### Problem tanımı 1
Kadın davulcular yarışması röportajında "L.S.: Bu duyguyu" ile "ifade etmeye başladı." arasındaki kısmı, her iki uç dahil, "gurur" sözcüğünü "onur" ile değiştirerek yeniden yazın.
### Problem tanımı 2
Kadın davulcular yarışması röportajına göre şu soruları yanıtlayın:
(a) Yarışmanın Türkiye temsilcisi kimdir?
(b) Temsilcilik hangi ayda netleşmiştir?
(c) Temsilcilik teklifi hangi noktada gelmiştir?
##### Belge bölümü #####
Leyan Senay: “Hayalim hem yarışma hem topluluğumuzu her yıl daha fazla geliştirerek sürdürmek.”

"Yarışma öncelikle katılımcı arkadaşlarımıza yeteneklerini uluslararası bir platformda sergileyebilmelerini ve kendilerine daha evrensel bir kariyer yolu çizebilmelerine bir basamak oluyor."

0

Hit Like A Girl (HLAG) Türkiye Kadın Davulcular Yarışması bu yıl ülkemizde ilk kez düzenlendi. Gerçekleşen yarışmanın ardından Türkiye temsilcisi Leyan Senay yarışma hakkında merak edilenleri, yarışmanın misyonunu ve gelecek planlarını bizlere anlattı.

– Hit Like A Girl (HLAG) Türkiye Kadın Davulcular Yarışması bu yıl ilk kez düzenlendi. Yarışma ile öncesinde nasıl bir bağlantınız vardı?

Leyan Senay: Ana yarışmayı sosyal medya mecralarından hayranlıkla uzun bir suredir takip ediyordum. Ama öncesinde birebir bir bağlantımız yoktu. Ne zaman yurtdışı kanallarına çeşitli röportaj ve canlı yayın dersleri vermeye başladım, o zaman bana böyle bir temsilcilik teklifi geldi.

– Yarışmanın Türkiye temsilcisi olmak nasıl bir duygu?

L.S.: Bu duyguyu istesem de kelimelerle tarif edemem. İlk başta çok heyecan ve gurur vericiydi. Aralık ayında netleşti temsilciliğim sonraki 5 ay içinde de inanılmaz çalıştım en iyi şekilde Türkiye’yi ve buradaki yetenekli kadın arkadaşlarımızı temsil edebilmek adına. Çok benimsedim yarışmayı, topluluğumuzu ve uğruna çaba sarf ettiğimiz her şeyi. Bunun en güzel yanı da diğer arkadaşlarımızın en az benim kadar benimseyişi ve ailede bulunmaktan mutluluk duymasıydı. İşte bu karşılıklı samimiyet ve duygu akışını hissettiğim anda HLAG TR benim için bir yarışmadan çok daha fazlasını ifade etmeye başladı.

– Yarışma katılımcılarına ne vaat ediyor?
##### Veri kesitleri #####
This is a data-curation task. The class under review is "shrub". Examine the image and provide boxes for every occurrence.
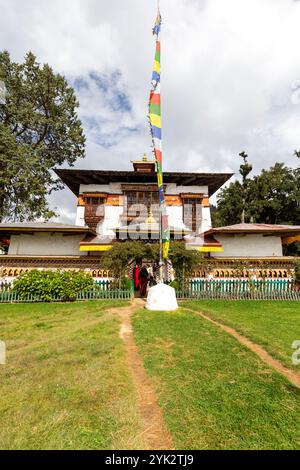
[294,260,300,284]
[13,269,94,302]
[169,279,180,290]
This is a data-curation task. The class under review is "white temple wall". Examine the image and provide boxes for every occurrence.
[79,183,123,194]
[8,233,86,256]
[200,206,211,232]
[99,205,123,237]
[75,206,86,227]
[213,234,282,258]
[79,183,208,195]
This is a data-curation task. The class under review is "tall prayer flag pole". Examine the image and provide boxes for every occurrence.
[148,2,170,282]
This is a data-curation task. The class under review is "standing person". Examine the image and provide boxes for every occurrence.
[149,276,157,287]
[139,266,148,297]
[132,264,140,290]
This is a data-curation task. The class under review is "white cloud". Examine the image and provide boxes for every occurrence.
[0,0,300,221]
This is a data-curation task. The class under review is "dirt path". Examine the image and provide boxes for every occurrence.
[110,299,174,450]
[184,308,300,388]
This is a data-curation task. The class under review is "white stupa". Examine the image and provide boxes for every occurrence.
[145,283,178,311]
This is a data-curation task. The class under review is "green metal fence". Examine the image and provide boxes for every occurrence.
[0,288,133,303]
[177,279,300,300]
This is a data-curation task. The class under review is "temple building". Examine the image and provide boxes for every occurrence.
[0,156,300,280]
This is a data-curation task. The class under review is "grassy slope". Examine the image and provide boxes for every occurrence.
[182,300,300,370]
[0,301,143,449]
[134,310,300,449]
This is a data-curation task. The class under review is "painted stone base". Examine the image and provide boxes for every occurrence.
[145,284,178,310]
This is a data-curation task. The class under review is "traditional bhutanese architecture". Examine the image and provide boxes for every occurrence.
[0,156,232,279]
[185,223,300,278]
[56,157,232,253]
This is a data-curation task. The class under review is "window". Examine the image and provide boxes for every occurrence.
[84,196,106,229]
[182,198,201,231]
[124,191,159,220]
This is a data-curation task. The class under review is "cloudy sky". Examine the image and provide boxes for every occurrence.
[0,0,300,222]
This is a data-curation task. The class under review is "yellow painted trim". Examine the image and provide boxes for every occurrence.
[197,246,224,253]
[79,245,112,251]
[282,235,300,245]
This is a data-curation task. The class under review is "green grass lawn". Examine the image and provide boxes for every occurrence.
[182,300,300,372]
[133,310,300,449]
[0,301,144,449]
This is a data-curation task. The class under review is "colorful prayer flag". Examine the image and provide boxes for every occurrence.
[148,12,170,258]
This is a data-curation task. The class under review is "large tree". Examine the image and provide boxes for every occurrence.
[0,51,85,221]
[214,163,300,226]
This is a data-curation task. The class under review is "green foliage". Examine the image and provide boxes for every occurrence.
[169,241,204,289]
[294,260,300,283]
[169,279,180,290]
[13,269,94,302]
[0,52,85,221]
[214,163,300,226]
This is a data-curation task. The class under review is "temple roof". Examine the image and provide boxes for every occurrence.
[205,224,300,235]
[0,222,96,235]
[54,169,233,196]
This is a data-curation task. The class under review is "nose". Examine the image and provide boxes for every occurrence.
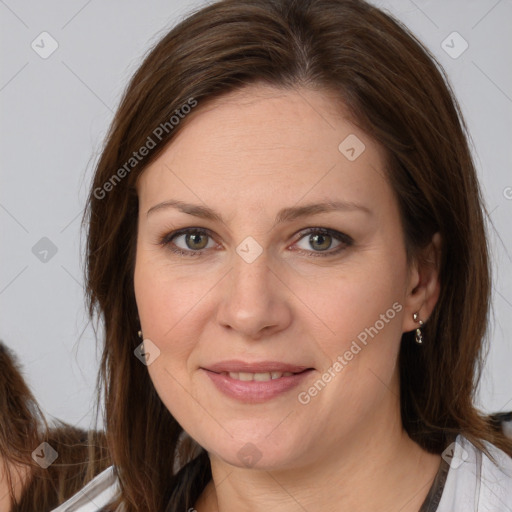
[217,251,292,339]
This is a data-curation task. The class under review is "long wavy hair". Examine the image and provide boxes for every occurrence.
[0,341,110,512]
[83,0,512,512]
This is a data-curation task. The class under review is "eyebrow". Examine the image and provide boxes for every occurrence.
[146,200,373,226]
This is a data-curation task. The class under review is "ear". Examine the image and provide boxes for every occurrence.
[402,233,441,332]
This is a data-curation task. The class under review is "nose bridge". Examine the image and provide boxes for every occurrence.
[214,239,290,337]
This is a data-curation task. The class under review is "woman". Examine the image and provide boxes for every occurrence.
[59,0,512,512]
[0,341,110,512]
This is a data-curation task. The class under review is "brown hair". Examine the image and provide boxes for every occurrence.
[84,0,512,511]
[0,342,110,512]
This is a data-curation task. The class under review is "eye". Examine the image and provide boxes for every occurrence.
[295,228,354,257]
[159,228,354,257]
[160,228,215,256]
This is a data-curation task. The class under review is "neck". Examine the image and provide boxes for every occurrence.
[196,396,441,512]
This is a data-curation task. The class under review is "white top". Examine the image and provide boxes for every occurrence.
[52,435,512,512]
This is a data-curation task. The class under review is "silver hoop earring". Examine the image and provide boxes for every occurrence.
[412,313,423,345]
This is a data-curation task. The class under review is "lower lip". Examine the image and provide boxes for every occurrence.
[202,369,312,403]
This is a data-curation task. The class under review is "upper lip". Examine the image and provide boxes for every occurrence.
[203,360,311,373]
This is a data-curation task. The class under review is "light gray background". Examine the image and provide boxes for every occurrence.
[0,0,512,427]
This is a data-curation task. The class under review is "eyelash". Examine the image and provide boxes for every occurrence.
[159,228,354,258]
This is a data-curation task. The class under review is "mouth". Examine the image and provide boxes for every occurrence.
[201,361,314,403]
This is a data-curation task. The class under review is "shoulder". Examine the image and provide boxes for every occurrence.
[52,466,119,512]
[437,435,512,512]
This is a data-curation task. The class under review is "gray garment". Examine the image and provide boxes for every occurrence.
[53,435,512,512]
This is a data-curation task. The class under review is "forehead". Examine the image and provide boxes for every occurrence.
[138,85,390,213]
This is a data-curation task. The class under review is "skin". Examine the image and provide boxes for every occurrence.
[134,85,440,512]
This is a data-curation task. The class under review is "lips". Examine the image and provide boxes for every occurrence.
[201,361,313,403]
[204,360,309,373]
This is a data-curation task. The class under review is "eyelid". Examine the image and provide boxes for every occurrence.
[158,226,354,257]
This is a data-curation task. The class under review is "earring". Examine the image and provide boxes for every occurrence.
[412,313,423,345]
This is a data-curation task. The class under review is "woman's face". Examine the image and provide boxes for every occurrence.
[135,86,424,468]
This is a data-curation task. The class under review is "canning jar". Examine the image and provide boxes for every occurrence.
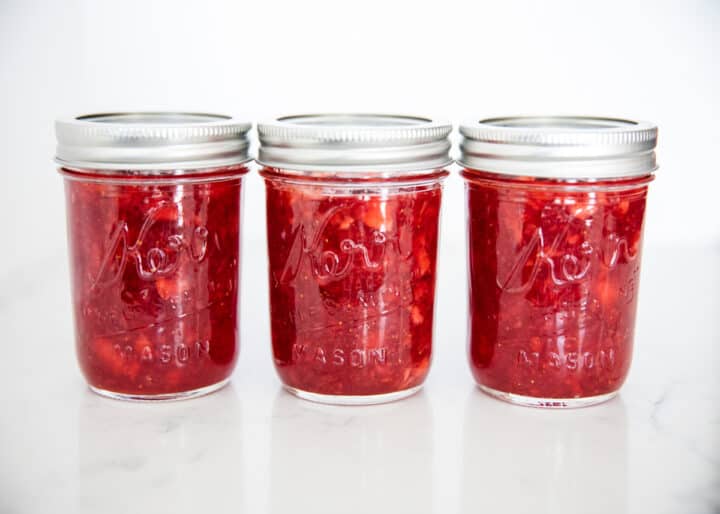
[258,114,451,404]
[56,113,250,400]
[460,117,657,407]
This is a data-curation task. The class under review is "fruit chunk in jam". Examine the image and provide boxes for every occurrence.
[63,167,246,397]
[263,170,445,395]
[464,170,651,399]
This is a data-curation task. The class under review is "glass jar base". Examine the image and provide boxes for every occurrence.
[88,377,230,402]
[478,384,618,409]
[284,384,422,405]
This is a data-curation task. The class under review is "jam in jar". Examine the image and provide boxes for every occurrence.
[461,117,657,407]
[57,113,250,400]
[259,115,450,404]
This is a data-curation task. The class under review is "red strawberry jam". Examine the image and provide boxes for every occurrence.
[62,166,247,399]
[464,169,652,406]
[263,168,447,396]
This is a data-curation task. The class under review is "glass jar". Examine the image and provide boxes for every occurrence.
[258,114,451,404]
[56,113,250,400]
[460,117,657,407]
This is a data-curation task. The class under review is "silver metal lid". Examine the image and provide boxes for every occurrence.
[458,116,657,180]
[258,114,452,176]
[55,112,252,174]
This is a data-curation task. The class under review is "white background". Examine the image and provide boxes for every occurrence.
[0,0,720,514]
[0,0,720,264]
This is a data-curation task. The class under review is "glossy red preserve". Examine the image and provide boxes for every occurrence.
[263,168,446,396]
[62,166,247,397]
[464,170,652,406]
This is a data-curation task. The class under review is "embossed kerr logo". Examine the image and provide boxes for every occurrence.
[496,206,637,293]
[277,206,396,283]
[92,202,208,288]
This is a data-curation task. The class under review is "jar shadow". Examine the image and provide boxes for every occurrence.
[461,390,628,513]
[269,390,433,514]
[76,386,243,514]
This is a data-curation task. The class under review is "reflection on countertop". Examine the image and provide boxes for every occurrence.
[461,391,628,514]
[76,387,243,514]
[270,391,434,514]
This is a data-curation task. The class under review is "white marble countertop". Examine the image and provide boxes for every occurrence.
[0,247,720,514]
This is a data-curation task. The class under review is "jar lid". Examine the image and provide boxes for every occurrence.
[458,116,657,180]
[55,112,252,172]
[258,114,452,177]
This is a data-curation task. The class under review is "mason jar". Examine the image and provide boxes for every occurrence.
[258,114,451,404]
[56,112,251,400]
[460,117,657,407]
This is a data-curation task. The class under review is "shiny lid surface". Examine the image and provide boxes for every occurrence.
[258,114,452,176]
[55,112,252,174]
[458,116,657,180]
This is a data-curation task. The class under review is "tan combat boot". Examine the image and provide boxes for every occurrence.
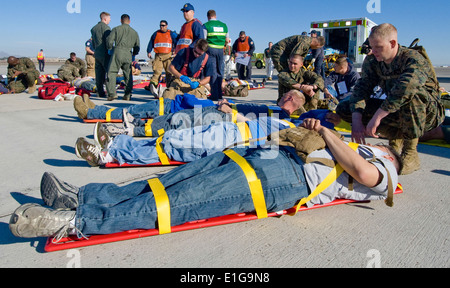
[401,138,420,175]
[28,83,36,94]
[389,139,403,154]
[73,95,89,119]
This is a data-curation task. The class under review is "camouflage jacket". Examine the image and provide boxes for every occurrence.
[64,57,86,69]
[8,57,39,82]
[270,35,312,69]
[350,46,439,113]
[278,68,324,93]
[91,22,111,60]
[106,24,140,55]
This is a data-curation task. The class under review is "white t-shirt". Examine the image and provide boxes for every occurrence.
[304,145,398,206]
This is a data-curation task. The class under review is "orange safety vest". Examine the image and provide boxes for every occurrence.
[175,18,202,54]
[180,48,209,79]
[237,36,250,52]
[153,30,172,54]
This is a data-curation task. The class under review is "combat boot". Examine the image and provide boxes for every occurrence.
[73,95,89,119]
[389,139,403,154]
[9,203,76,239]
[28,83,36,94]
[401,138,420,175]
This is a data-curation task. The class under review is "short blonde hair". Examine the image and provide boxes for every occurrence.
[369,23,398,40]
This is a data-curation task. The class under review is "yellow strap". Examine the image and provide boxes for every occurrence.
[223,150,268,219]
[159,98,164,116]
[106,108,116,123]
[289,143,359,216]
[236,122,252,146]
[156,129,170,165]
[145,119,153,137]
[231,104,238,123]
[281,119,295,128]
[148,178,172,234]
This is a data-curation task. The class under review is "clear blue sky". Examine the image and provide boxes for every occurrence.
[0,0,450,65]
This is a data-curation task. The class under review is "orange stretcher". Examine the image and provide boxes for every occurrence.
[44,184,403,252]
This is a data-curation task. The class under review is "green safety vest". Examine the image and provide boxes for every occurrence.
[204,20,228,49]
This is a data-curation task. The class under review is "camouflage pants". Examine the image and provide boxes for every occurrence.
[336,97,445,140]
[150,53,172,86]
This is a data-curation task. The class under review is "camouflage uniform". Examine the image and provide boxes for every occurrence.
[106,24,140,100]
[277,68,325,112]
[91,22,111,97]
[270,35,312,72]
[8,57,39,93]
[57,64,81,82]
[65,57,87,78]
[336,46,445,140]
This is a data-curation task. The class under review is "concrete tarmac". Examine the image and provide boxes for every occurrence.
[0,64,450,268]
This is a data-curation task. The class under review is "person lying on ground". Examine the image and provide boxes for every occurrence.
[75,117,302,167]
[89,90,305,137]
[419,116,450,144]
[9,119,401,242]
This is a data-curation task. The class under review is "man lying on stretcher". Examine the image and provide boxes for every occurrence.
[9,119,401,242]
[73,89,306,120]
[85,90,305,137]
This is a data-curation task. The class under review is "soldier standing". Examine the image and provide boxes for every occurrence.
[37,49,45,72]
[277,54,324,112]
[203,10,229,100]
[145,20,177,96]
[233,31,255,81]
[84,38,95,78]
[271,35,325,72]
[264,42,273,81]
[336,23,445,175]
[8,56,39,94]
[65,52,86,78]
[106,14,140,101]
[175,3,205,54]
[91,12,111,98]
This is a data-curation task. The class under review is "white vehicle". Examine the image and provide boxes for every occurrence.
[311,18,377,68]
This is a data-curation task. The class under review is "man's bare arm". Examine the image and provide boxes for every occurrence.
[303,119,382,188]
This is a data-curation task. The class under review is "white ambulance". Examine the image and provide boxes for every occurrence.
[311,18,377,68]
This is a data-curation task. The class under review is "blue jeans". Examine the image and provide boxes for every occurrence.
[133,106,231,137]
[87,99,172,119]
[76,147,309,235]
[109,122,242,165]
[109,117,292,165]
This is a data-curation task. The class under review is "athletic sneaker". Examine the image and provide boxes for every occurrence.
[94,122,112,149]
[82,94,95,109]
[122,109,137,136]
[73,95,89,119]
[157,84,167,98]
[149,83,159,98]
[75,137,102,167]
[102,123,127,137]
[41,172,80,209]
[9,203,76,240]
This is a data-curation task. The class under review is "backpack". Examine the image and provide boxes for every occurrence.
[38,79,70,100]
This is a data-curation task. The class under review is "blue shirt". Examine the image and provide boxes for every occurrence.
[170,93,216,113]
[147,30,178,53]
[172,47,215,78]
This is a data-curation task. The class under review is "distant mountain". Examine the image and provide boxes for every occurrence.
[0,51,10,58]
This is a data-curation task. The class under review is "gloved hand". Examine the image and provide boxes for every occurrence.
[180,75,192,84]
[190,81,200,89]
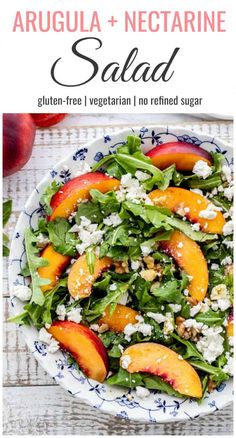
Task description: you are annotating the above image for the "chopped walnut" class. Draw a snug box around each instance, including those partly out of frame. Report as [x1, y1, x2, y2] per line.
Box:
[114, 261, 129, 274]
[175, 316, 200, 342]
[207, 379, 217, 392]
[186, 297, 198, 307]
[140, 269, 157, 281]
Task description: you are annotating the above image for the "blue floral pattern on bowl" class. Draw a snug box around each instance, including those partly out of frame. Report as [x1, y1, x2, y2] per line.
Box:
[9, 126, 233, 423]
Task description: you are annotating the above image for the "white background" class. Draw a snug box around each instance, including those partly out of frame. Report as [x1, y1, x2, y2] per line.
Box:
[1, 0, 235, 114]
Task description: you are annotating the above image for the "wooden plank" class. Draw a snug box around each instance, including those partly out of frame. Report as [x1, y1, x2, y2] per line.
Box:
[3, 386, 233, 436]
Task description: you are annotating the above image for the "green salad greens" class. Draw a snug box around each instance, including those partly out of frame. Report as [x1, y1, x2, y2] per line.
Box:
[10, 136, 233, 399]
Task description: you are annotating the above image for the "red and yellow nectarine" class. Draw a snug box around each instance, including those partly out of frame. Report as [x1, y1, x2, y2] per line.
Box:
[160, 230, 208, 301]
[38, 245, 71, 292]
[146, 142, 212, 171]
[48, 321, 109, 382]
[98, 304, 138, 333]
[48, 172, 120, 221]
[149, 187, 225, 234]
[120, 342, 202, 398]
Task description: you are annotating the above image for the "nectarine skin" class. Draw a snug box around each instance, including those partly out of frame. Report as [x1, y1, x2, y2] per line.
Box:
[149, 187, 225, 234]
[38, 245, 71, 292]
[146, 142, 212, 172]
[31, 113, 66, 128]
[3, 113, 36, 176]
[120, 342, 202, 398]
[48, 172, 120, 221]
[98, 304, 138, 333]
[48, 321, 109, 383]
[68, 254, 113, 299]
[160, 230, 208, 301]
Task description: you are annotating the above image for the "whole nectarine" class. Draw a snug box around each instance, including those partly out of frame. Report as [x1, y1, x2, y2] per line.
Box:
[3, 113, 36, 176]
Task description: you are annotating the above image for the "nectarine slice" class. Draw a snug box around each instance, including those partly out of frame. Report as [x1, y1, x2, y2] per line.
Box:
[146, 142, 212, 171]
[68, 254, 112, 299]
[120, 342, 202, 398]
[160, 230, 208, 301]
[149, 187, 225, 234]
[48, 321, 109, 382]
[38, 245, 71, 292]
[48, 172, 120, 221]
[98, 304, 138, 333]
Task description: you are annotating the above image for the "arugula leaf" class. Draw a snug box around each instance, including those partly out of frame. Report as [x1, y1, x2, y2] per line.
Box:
#####
### Tam yanıt 1
L.S.: Bu duyguyu istesem de kelimelerle tarif edemem. İlk başta çok heyecan ve onur vericiydi. Aralık ayında netleşti temsilciliğim sonraki 5 ay içinde de inanılmaz çalıştım en iyi şekilde Türkiye’yi ve buradaki yetenekli kadın arkadaşlarımızı temsil edebilmek adına. Çok benimsedim yarışmayı, topluluğumuzu ve uğruna çaba sarf ettiğimiz her şeyi. Bunun en güzel yanı da diğer arkadaşlarımızın en az benim kadar benimseyişi ve ailede bulunmaktan mutluluk duymasıydı. İşte bu karşılıklı samimiyet ve duygu akışını hissettiğim anda HLAG TR benim için bir yarışmadan çok daha fazlasını ifade etmeye başladı.

### Tam yanıt 2
(a) Leyan Senay.
(b) Aralık ayında.
(c) Yurtdışı kanallarına çeşitli röportaj ve canlı yayın dersleri vermeye başladığında.